(Stated exercise):
Copy the rows from the line containing "in dark jacket." through the end of the rows, changing every "field-scouting tally" to "survey count" and leaving everything else as it is.

(Input rows):
## BEGIN

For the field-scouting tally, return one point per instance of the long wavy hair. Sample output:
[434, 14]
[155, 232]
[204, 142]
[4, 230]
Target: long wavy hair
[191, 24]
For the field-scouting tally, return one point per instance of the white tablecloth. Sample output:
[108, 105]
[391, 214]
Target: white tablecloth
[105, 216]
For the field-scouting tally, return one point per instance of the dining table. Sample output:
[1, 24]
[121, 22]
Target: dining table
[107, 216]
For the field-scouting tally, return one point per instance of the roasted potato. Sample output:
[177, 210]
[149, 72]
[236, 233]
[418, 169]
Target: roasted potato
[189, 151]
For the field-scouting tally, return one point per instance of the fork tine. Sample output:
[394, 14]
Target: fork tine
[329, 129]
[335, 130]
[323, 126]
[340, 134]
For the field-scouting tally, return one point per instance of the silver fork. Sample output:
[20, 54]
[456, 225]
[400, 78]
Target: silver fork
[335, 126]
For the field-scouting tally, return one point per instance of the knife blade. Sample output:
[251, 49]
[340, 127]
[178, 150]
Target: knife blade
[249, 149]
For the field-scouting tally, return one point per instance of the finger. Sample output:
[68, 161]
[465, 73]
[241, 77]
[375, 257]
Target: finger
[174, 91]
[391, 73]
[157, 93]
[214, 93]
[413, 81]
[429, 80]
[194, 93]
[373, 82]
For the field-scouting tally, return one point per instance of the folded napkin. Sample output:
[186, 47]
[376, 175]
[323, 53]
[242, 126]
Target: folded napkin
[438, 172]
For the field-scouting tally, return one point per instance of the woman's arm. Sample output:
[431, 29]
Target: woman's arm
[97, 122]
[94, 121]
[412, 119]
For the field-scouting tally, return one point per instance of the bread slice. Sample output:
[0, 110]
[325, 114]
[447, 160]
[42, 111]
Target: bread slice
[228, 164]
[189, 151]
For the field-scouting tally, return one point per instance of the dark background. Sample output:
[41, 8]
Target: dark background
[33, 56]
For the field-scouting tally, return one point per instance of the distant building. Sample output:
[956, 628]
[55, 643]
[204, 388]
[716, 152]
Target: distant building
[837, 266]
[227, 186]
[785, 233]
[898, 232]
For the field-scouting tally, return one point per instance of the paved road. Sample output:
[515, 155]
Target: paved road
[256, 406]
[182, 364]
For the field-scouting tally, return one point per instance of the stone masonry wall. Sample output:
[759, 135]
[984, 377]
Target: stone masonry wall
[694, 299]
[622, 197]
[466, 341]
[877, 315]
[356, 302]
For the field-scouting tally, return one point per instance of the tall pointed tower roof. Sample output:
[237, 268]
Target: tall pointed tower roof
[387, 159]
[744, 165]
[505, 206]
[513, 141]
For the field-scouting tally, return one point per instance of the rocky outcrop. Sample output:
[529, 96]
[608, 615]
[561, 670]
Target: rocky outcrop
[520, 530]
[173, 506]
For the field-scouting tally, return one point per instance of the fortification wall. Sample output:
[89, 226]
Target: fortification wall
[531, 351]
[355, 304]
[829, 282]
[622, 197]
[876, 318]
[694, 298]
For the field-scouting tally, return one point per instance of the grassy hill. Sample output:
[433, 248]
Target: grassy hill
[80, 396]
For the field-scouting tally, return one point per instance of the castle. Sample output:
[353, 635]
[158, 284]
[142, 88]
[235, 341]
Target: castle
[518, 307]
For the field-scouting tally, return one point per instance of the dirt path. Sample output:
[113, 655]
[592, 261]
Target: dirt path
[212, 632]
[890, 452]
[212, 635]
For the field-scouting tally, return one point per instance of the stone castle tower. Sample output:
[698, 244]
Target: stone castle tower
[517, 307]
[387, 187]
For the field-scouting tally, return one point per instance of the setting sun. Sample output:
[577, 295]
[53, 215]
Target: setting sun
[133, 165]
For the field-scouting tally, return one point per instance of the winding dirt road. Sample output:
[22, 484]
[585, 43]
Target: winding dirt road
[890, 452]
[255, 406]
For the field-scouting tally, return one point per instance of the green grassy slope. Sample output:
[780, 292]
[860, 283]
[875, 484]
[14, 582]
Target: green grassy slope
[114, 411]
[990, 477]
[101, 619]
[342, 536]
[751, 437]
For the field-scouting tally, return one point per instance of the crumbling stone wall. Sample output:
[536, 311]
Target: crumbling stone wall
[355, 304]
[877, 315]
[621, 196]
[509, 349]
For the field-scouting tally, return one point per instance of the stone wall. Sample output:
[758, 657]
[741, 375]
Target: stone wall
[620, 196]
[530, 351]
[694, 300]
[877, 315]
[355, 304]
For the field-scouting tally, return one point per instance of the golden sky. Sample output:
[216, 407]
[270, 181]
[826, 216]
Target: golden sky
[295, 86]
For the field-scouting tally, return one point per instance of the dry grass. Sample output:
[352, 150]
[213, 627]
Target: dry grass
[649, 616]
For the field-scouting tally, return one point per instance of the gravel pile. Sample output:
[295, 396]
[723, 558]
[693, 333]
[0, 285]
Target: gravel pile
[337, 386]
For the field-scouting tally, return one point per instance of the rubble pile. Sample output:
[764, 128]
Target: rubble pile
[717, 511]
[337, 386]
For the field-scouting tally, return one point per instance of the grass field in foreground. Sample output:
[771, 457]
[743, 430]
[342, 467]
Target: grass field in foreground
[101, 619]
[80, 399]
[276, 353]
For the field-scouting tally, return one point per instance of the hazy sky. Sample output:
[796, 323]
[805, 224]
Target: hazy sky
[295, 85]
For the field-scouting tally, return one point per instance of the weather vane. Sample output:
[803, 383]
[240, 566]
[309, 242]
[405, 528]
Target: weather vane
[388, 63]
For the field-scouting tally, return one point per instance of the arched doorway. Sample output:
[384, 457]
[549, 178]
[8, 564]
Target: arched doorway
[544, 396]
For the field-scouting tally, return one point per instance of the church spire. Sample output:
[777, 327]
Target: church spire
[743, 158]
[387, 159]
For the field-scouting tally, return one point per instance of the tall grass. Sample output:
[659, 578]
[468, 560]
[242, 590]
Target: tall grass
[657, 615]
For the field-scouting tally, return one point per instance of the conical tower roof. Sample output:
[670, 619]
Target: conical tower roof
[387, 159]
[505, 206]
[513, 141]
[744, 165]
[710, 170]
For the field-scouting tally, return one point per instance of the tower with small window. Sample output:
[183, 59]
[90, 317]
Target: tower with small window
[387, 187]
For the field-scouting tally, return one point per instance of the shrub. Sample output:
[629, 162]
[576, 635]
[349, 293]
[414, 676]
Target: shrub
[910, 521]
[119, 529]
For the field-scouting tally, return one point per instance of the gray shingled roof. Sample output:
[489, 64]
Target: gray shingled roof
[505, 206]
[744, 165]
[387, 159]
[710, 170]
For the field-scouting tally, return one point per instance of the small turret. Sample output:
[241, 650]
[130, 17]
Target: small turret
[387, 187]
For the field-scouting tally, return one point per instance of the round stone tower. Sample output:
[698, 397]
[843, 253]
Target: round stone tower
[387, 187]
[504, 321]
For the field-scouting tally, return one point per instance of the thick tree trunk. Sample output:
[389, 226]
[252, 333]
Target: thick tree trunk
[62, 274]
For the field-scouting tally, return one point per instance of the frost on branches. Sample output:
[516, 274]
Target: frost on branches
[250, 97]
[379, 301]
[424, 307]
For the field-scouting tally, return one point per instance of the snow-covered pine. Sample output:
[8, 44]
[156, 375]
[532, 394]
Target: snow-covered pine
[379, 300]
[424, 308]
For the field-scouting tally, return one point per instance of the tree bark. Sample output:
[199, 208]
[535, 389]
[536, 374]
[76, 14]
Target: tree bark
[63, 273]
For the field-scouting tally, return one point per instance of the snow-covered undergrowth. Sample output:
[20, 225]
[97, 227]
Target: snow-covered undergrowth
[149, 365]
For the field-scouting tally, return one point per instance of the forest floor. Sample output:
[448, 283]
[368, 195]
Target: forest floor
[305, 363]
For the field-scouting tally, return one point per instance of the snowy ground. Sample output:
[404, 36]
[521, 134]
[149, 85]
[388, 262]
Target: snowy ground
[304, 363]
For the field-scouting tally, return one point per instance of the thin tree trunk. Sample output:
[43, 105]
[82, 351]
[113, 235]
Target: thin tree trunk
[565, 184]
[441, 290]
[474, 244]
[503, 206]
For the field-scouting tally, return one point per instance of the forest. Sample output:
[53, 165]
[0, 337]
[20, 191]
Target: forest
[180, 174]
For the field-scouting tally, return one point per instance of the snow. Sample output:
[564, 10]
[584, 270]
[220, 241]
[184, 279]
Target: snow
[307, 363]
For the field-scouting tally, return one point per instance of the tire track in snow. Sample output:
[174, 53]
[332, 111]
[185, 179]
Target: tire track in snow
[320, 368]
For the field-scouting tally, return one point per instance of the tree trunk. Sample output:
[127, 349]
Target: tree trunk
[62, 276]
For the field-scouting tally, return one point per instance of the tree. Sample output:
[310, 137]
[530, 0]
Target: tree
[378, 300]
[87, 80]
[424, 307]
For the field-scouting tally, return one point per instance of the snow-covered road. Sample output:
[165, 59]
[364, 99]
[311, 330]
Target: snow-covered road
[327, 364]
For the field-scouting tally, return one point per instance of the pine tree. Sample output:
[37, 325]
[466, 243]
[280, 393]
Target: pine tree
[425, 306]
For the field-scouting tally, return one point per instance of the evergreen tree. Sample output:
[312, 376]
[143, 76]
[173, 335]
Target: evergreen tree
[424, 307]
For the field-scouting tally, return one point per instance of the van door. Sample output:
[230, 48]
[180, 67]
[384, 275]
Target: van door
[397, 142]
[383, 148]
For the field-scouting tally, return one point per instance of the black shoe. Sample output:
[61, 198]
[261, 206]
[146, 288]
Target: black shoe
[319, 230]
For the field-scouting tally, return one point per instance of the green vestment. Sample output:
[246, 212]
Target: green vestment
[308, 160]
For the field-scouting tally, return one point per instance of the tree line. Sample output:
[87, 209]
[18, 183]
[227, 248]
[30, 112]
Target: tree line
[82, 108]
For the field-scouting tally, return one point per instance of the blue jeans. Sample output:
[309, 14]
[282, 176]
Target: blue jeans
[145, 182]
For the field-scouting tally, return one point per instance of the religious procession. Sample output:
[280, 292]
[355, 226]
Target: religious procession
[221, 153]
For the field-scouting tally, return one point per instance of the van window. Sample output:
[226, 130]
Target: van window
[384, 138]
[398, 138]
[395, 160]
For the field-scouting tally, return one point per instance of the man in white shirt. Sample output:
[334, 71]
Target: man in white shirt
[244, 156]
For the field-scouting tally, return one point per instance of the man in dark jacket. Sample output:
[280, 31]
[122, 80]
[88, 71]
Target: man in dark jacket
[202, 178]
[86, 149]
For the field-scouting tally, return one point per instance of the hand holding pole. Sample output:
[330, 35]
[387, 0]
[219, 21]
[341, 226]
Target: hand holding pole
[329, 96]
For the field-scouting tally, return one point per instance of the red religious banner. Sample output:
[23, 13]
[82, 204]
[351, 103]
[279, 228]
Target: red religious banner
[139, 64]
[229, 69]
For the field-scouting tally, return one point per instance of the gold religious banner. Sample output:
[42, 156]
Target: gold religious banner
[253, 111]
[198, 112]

## END

(Result of the exercise):
For the survey count, return one point per instance of the man in dark jacket. Sample output:
[280, 31]
[122, 80]
[88, 71]
Target: man in dark jacket
[202, 178]
[86, 149]
For the survey count, return one point per instance of the hand holding pole. Sample output:
[330, 35]
[387, 0]
[219, 21]
[341, 226]
Target: hand holding pole
[329, 96]
For the survey count, return one point per instance of the red religious banner. Sample output:
[23, 13]
[82, 204]
[351, 103]
[279, 228]
Target: red religious banner
[139, 64]
[229, 69]
For the survey count, return one point per instance of the gold religious banner. Sample output:
[42, 156]
Target: gold religious banner
[253, 111]
[198, 112]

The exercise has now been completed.